> **Übungsaufgaben**
a: Gib einen Abschnitt des Konzertberichts wortgetreu wieder: Setze bei den Worten „Wenn man so will, hat“ ein und höre nach „vier großartige Sinfonien.“ auf.
b: Beantworte anhand des Konzertberichts folgende Fragen:
(i) Welches Instrument spielt Rie Koyama?
(ii) In welchem Jahr erklärte Brahms seiner Freundin Clara Schumann das Adagio?
(iii) An welches Werk Beethovens erinnert das Rondo im dritten Satz?
c: Führe den Konzertbericht über den Brahms-Abend in der Laeiszhalle im Anschluss an seinen letzten Satz weiter.

András Schiff © Olaf Malzahn
Chamber Orchestra of Europe
Sir András Schiff – Klavier und Leitung
Olivier Stankiewicz - Oboe
Rie Koyama - Fagott
Lorenza Borrani - Violine
Richard Lester - Violoncello
Johannes Brahms – Variationen über ein Thema von Joseph Haydn op. 56a
Joseph Haydn – Sinfonia concertante B-Dur Hob. I:105
Johannes Brahms – Konzert für Klavier und Orchester Nr. 1 d-Moll op. 15
Laeiszhalle, Großer Saal, 28. Mai 2024
von Jörn Schmidt und Regina König
Von Joseph Joachim ist überliefert, Johannes Brahms habe das Eingangsthema seines ersten Klavierkonzerts an einen „mächtigen Schüttelfrost“ angelehnt, durchlebt „infolge der Nachricht von Schumanns Selbstmordversuch“. Zuweilen lohnt die Lektüre von Programmheften, das ist ein brillanter Vergleich, den man nicht so oft liest. Sonst geht es meistens eher um die lebenslangen Selbstzweifel im Leben des Komponisten, der Beethoven stets wie einen Riesen hinter sich marschieren sah. Im zweiten Satz ist nichts mehr geblieben vom Schüttelfrost, auch dazu gibt es ein sehr schönes Zitat: „Ich male an einem sanften Porträt von Dir“, erklärte Brahms seiner Freundin Clara Schumann im Jahr 1856 das Adagio. Der dritte Satz nimmt dann den Riesen in Bezug, das Rondo erinnert an Beethovens drittes Klavierkonzert.
Wenn man so will, hat sich Brahms in seinem ersten Klavierkonzert an all den Themen abgearbeitet, die sein Leben und Schaffen beeinflusst haben. Es sollte ja eigentlich eine Sinfonie werden, doch dann gebrach es ihm an Mut. „Erkenne Dich selbst“ soll einst als Mahnung am Apollotempel gestanden haben und, wenn man so will, trägt das Konzert autobiographische Züge. Das Orakel zu Delphi wäre also sehr zufrieden mit Brahms Werk gewesen. „Besserung“, also was die Selbstzweifel betrifft, trat tatsächlich ein, es folgten vier großartige Sinfonien.

Auszug aus dem Datensatz
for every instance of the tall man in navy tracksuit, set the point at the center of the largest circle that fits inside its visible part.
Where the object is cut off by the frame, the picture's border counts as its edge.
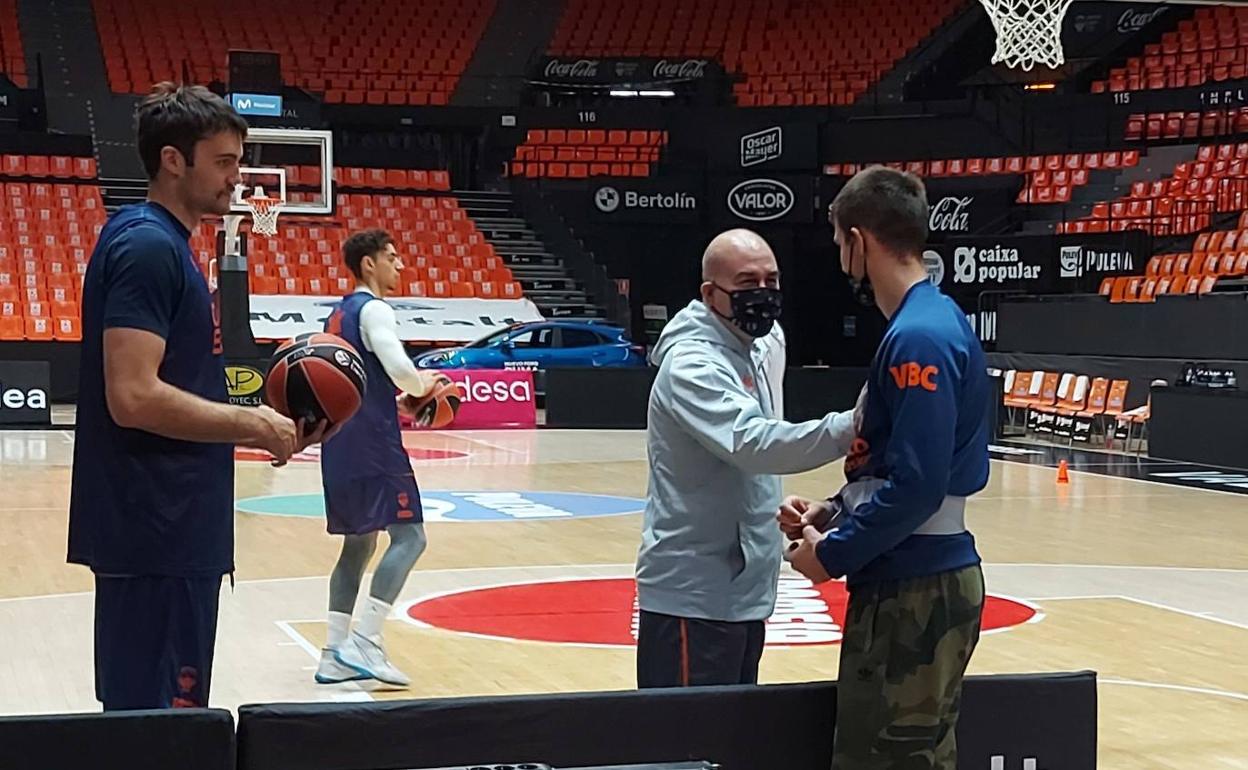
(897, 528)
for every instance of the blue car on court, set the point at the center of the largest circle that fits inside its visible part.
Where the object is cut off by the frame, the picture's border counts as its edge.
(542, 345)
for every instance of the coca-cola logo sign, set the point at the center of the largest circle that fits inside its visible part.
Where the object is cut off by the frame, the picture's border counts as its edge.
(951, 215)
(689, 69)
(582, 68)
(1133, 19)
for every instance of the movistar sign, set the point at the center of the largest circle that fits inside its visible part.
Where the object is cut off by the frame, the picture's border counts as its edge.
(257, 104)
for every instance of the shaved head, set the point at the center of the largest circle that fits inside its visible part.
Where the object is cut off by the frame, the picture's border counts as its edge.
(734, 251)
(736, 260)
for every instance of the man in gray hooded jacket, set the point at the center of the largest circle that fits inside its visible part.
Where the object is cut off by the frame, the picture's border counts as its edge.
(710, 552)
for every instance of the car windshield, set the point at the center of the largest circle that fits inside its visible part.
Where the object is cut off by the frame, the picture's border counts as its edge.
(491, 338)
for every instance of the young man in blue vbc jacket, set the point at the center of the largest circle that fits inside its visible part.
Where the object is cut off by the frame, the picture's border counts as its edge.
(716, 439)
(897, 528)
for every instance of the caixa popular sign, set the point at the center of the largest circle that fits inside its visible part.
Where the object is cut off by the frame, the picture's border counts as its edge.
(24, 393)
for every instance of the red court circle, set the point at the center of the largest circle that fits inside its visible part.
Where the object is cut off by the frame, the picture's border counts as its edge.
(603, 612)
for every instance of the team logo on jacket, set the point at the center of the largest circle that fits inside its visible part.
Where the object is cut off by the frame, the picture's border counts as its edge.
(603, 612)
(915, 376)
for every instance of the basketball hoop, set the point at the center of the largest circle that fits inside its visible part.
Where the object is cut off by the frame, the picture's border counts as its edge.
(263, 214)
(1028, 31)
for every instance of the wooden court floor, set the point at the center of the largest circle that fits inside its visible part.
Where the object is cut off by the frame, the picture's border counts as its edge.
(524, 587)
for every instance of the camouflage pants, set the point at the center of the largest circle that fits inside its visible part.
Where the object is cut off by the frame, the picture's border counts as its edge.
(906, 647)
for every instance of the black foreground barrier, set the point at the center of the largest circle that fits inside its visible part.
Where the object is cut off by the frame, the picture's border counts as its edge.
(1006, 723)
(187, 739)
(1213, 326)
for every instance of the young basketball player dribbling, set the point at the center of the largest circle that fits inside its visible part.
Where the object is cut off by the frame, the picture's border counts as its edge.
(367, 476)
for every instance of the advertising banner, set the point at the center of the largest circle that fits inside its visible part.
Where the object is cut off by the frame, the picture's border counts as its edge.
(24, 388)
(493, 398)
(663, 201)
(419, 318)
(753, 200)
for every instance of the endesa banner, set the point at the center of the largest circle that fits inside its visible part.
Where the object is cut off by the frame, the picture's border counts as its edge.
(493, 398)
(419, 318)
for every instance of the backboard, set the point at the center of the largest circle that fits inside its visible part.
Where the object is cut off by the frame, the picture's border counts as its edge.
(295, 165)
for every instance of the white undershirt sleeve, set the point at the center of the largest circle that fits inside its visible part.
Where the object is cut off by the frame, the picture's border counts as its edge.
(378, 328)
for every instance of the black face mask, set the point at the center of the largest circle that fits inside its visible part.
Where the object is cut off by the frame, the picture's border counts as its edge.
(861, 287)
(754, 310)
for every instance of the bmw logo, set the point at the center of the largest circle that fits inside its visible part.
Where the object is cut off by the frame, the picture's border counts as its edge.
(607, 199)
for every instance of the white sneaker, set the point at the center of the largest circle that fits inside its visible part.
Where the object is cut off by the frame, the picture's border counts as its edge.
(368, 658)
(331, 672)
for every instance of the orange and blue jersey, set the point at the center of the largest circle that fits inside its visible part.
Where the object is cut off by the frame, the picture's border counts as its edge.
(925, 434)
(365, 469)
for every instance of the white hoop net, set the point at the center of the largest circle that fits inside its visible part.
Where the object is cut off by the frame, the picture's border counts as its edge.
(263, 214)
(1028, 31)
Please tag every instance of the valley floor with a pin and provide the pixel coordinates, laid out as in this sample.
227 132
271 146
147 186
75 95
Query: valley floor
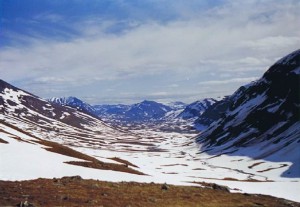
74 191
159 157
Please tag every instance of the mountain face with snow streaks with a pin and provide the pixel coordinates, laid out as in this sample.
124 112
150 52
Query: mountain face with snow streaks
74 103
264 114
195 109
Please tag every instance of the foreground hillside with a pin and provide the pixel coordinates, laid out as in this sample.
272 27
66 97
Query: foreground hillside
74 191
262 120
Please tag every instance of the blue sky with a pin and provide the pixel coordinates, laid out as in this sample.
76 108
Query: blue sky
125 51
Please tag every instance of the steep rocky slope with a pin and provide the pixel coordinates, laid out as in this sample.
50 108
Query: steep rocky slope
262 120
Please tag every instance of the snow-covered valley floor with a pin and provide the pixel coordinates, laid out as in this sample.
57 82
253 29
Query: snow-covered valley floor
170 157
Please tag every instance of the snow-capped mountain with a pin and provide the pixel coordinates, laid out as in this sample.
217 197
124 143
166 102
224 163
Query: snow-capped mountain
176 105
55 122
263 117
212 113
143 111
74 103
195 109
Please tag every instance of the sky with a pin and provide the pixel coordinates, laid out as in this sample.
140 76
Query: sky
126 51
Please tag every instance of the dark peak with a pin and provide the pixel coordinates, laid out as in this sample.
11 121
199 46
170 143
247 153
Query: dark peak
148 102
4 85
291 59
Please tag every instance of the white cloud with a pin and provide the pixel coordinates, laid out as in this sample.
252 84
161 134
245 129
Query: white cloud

> **Gelöste Aufgaben**
a:
Wenn man so will, hat sich Brahms in seinem ersten Klavierkonzert an all den Themen abgearbeitet, die sein Leben und Schaffen beeinflusst haben. Es sollte ja eigentlich eine Sinfonie werden, doch dann gebrach es ihm an Mut. „Erkenne Dich selbst“ soll einst als Mahnung am Apollotempel gestanden haben und, wenn man so will, trägt das Konzert autobiographische Züge. Das Orakel zu Delphi wäre also sehr zufrieden mit Brahms Werk gewesen. „Besserung“, also was die Selbstzweifel betrifft, trat tatsächlich ein, es folgten vier großartige Sinfonien.

b:
(i) Rie Koyama spielt Fagott.
(ii) Brahms erklärte Clara Schumann das Adagio im Jahr 1856.
(iii) Das Rondo erinnert an Beethovens drittes Klavierkonzert.

c:
Allein, der Dirigent griff diese Steilvorlagen nicht auf. Das begann schon bei den Haydn Variationen. Damit es nicht nach ersten sinfonischen Gehversuchen klingt, muss der Dirigent einen Ordnungsrahmen schaffen. Rhythmik könnte helfen, oder Dynamik. Sir Schiff ließ es dagegen tiefenentspannt laufen, schon die Gestik geriet so, als wolle er seinen Lieblingspullover kunststopfen. Entsprechend gelangweilt war das Ergebnis, die Variationen klangen irgendwie nach Studienbuch. Das lag sicher nicht an künstlerischem Unvermögen, eher schien es, als habe sich Sir Schiff Brahms mit zu viel Akribie genähert. Aber zu apportieren, wie sehr Sir Schiff Brahms hat wie Brahms klingen lassen, das überlassen wir anderen Rezensenten.
Mit einem Hauch von Boshaftigkeit hätte man fragen können, warum das formidable Chamber Orchestra of Europe überhaupt einen Dirigenten zur Seite gestellt bekam. Das Orchester kann fraglos auch ohne Dirigenten musizieren. So arg war die Idee übrigens gar nicht, Sir Schiff blieb bei der Sinfonia Concertante im Dirigentenzimmer. Im Grunde ging’s nach der Pause so weiter, Sir András Schiff dirigierte mit Blicken, zarten Bewegungen des Kopfes. Manchmal war die Hand wie zum Gruß erhoben, dann aber starrte er auf seinen Flügel.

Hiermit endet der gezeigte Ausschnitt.